*DATA SUPPLIED:*
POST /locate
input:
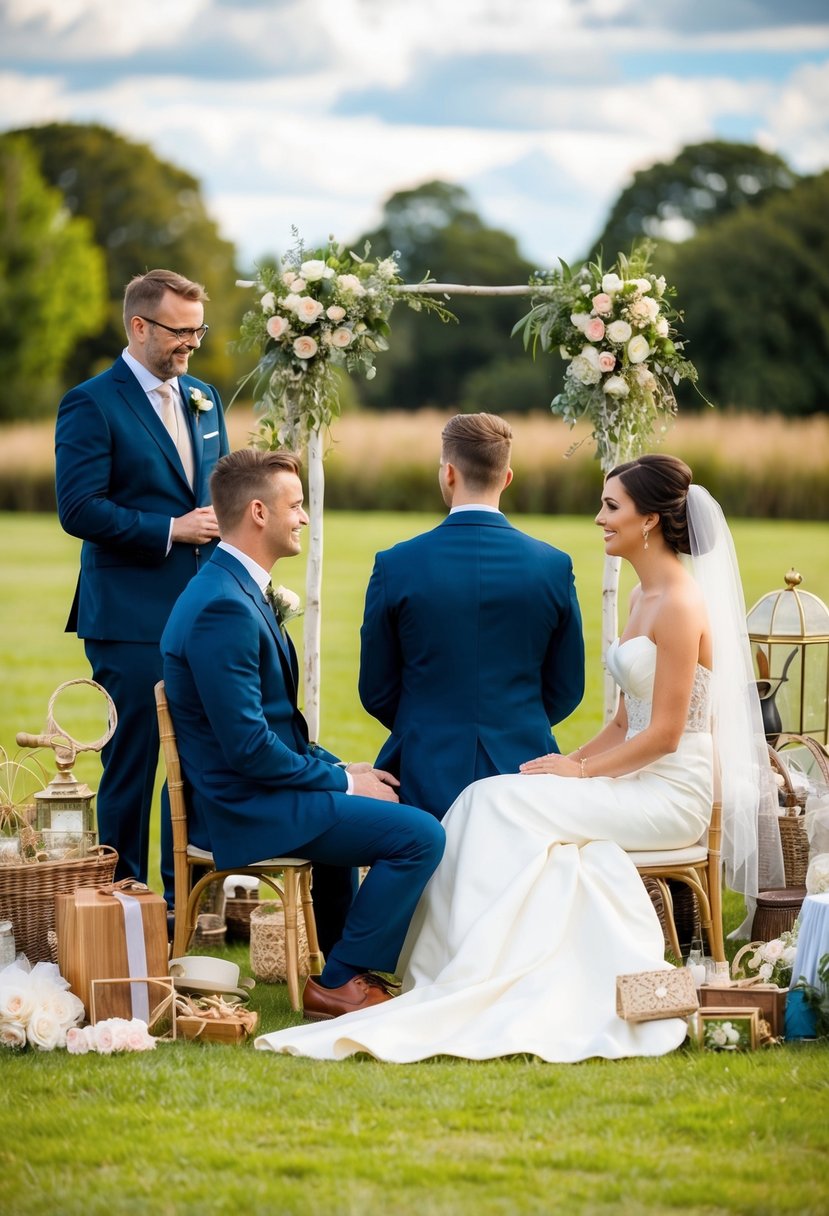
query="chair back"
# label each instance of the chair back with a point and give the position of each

==

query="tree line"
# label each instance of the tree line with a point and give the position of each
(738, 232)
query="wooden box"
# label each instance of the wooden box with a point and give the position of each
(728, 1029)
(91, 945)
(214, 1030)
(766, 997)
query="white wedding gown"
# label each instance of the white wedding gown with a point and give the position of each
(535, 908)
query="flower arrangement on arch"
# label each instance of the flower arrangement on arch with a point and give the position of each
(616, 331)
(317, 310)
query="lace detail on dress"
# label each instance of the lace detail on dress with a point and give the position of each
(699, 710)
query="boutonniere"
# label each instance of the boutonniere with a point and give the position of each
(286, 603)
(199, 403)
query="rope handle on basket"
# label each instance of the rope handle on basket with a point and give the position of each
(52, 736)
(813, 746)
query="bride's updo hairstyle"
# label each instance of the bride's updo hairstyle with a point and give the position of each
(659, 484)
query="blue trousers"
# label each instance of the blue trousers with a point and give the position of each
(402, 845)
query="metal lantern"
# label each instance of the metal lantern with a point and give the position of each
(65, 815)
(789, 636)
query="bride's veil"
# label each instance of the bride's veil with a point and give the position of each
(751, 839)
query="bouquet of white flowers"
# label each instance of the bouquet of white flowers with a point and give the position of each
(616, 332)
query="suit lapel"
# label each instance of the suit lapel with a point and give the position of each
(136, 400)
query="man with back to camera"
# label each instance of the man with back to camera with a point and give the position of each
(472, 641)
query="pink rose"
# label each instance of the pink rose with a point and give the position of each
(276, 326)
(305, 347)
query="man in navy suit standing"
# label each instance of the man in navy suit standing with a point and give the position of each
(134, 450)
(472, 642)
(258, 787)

==

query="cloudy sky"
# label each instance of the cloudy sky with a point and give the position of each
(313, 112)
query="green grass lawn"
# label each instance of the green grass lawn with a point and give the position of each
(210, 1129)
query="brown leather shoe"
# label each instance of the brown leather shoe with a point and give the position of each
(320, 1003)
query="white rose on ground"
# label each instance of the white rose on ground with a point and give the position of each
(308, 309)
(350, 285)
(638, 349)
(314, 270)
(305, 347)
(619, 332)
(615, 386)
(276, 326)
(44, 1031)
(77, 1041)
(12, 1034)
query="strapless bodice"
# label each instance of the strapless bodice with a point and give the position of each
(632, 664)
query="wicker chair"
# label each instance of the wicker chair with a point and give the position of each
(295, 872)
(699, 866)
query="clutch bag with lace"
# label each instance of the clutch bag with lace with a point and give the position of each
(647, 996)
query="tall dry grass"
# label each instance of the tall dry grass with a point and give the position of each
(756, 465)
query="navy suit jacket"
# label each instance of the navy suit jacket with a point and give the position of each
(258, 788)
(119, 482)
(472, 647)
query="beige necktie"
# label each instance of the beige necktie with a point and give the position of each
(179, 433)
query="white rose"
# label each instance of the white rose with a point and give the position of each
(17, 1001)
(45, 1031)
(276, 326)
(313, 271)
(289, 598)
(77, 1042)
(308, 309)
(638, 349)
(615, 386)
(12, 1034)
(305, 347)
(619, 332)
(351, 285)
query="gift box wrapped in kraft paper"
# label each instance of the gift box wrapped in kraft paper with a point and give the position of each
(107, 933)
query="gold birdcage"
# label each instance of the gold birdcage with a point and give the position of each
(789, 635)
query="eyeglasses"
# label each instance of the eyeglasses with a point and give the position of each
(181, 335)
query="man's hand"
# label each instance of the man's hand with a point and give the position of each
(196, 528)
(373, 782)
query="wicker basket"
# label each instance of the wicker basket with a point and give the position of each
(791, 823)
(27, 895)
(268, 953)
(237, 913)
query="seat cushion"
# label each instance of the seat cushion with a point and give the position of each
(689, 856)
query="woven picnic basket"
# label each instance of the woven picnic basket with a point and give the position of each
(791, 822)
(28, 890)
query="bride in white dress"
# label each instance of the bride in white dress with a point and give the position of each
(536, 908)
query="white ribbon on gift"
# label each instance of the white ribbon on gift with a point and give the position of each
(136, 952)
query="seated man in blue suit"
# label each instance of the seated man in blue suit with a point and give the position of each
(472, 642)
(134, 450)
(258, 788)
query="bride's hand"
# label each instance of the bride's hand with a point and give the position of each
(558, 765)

*WHAT NEEDS TO BE DONE:* Starting with the line above that holds "POST /locate", restate each line word for word up to and including the line that holds "# label each instance of the chair". Drop the pictures.

*ANSWER SECTION:*
POST /locate
input:
query="chair back"
# label each instance of the chair back with a point and give the position of each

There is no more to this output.